-------- SELECTED TEXT

Al-Mafraq entirely depends upon groundwater for its domestic and industrial water needs. Water is sourced from tube wells owned by Yarmouk water utility near Smayyah pumping station, Za’tary pumping station, and from private wells. Water from all these wells is collected at Smayyah pumping station and conveyed to Al-Mafraq through a 400-mm diameter transmission line. Al-Mafraq does not have an elevated service reservoir, and the distribution network is directly coupled with this transmission main. Hayyan booster pumping station within Al-Mafraq pumps water to the elevated areas. Al-Mafraq is divided into water rationing zones, a practice prevalent in Jordan as water is scarce. Each zone is supplied with a limited amount of water during a designated period of the week and is managed based on the knowledge of the operators. Due to the absence of detailed data and for the sake of simplicity, these rationing zones (which are practically district metering zones as they can be independently closed/opened) represented the distribution network within the city for our risk analysis instead of, for example, individual pipes. The schematic drawing (Figure 3) and understanding the daily water rationing practice helped in identifying and discussing the operational problems, as well as the critical assets. Field visits and consultations with the field staff enabled a comprehensive understanding of the water supply system and its operation. Also, it created an awareness of the importance of having an asset register with basic data including age, condition, and failure rates.

3.3. Risk Mapping of Assets in Al-Mafraq

The preparation of the schematic diagram, and the joint field visits and discussion about the assets led to the consolidation of information needed to answer the following: asset management questions such as (a) Which assets do we have and how are these assets performing?; (b) Which assets fail often, and why?; (c) Which assets are the most important?; This information was used to perform the risk analysis based on the probability of failure and consequence of failure resulting in the risk matrix for the Al-Mafraq water supply system (Figure 4). From Figure 4, it can be seen that the probability of failure and consequence of the failure of assets in Al-Mafraq’s water supply system varies. The most critical assets—transmission main and Hayan booster—can be found at the top right corner of the matrix, which has the highest consequence of failure and the highest probability of failure.
During the discussion to prioritize the assets based on the risk matrix, it was found out that there are other major concerns and constraints that have an influence on decision-making. Yarmouk water utility faces major constraints such as lack of funds, lack of water resources, lack of structured inventory of assets and stock registry, and lack of skilled staff and spare parts. These constraints are in addition to the increase in water demand to satisfy the needs of refugees and the inability to collect money for water supplied. Hence, the decisions regarding asset management in Ai-Mafraq have to consider the risk to the assets, as well as the current deficits and constraints in the systems that have to be prioritized to be addressed. This necessitates the broadening of the scope of IAM beyond the maintenance of the status quo.

----------------
-------- DATASET ENTRIES

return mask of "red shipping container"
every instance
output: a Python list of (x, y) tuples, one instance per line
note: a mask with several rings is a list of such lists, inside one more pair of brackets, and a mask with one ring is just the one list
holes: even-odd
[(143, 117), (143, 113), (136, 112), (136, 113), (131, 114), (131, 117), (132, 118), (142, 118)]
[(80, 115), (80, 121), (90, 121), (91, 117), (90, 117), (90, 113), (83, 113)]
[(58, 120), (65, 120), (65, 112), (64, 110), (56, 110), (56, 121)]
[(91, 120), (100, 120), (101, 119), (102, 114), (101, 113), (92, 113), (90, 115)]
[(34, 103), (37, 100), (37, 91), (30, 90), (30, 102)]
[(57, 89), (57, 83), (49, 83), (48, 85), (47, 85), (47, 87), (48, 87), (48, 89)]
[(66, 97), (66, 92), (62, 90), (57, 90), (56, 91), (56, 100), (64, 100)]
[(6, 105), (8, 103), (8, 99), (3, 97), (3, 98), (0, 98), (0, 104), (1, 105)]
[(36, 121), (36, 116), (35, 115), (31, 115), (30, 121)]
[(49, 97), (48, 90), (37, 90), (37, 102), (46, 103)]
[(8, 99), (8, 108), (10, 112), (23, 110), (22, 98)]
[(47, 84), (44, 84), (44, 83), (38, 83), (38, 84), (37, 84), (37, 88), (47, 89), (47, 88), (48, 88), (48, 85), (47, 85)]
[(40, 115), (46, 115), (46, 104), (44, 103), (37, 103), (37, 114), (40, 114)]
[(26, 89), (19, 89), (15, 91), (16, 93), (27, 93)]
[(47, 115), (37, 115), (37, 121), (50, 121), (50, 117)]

----------------

■ STATED TASK A ■
Transcribe the Al-Mafraq water supply passage from "The preparation of" up to and including "probability of failure.".
■ STATED TASK B ■
Pick up the Al-Mafraq water supply passage after its last sentence and continue it.

■ WRITTEN ANSWER A ■
The preparation of the schematic diagram, and the joint field visits and discussion about the assets led to the consolidation of information needed to answer the following: asset management questions such as (a) Which assets do we have and how are these assets performing?; (b) Which assets fail often, and why?; (c) Which assets are the most important?; This information was used to perform the risk analysis based on the probability of failure and consequence of failure resulting in the risk matrix for the Al-Mafraq water supply system (Figure 4). From Figure 4, it can be seen that the probability of failure and consequence of the failure of assets in Al-Mafraq’s water supply system varies. The most critical assets—transmission main and Hayan booster—can be found at the top right corner of the matrix, which has the highest consequence of failure and the highest probability of failure.

■ WRITTEN ANSWER B ■
3.4. Risk and Constraint-Based Prioritization

On the last day of the workshop, discussions were held to collate the actions to be taken to reduce the risks to the assets. The risk matrix and the deficits faced by the water system were discussed in detail, and a list of actions was prepared to reduce the risk under the constraining circumstances (Table 1). Also, the time taken to implement these actions and cost of these actions were worked out. The set of actions was prioritized based on the risk and deficits. Table 1 contains the prioritized actions ordered with priority decreasing from the top to the bottom. It is clear that there are actions which are not directly related to the risk of assets presented in the risk matrix (Figure 4), such as renewal of networks in villages around Smayyah pumping station and constructing an elevated storage reservoir.

3.5. Evolution of Al-Mafraq-Specific IAM Framework

At the end of the workshop, the trainers and the organizers of the workshop reviewed the sequence of actions which led to the risk matrix and prioritization of actions in Al-Mafraq. The IAM framework which evolved during the training workshop in Al-Mafraq is presented in Figure 5. The actions and the process during the workshop were compared with the IAM practices in Waternet (very similar to those explained in IAM literature), and a significant departure was noticed.

4. Findings and Observations from Al-Mafraq IAM Training

The initial assignment was to come up with a risk matrix based on risk assessment for decision-making to facilitate asset management in Al-Mafraq and to identify the top-priority projects. The interactive workshop sessions not only imparted knowledge about asset management and risk assessment but also led to an increased understanding of the system functionality, i.e., understanding the system performance, understanding the capability and sustainability of the system. The asset management ambassadors who were already exposed to theoretical and practical aspects of IAM were instrumental in developing the IAM framework for Al-Mafraq. They also emphasized the need for and the usefulness of an improved system of inventory of available assets in a structured manner, which can be frequently updated.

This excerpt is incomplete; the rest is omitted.